**What you are asked to do:** Please restate, exactly as written, the lines running from the beginning of the material through the line that has "# test: identify one keypoint per instance of the spectator" in it.

**Excerpted data:**

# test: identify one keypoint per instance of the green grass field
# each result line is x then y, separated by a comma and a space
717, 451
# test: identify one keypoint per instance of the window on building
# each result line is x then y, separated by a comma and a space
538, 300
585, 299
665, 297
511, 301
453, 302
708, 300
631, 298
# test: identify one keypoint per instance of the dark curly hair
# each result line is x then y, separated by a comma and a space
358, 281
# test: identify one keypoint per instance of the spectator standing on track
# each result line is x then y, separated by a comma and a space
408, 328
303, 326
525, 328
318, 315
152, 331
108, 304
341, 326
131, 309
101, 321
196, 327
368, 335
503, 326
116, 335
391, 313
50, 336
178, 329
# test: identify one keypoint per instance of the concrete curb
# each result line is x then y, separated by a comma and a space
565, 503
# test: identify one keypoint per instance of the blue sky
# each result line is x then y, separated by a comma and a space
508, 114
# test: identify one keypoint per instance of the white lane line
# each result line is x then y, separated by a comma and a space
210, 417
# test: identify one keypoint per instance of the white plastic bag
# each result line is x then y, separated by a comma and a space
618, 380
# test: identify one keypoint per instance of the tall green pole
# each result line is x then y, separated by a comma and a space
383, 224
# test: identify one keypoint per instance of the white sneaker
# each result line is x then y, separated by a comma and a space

**Expected output:**
# test: identify one keypoint per instance of the green grass field
# each result line is x then y, separated by a comma and a space
717, 451
# test: identify one keypoint per instance of the window on building
# each result line is x then y, separated by a comma and a space
538, 300
585, 299
665, 297
511, 301
453, 302
708, 300
631, 298
# test: identify one keypoint per instance of the dark curly hair
# each result line is x then y, separated by a comma and a space
358, 281
# test: identify one keypoint per instance of the spectator standing on track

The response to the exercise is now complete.